▶ [What is required] Please tally how many lines in the entries below contain the string "door", with case counting, and give only that number.

[Rows of box annotation data]
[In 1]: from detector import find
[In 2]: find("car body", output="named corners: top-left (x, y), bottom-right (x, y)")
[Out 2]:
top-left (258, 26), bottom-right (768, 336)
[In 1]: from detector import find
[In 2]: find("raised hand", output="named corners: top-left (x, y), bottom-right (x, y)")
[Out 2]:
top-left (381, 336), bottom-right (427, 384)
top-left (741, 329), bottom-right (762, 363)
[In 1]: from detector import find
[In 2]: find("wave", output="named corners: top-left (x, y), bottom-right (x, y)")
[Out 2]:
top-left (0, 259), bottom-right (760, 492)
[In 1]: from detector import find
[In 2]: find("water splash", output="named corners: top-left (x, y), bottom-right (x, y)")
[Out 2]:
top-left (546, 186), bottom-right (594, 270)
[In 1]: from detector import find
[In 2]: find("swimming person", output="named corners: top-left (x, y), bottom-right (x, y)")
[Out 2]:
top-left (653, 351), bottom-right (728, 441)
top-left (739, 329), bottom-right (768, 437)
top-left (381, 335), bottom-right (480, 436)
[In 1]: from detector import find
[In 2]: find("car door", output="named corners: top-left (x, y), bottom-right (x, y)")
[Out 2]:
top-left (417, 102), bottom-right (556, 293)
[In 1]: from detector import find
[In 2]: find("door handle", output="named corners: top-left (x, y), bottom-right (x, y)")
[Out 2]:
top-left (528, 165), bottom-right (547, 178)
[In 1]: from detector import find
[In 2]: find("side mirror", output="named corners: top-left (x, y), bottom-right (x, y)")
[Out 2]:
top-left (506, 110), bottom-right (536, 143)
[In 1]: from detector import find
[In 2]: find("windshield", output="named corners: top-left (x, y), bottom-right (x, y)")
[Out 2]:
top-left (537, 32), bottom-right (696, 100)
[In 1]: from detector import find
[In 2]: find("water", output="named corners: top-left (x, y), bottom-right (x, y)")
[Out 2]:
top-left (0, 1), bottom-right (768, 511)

▶ [Exercise result] 2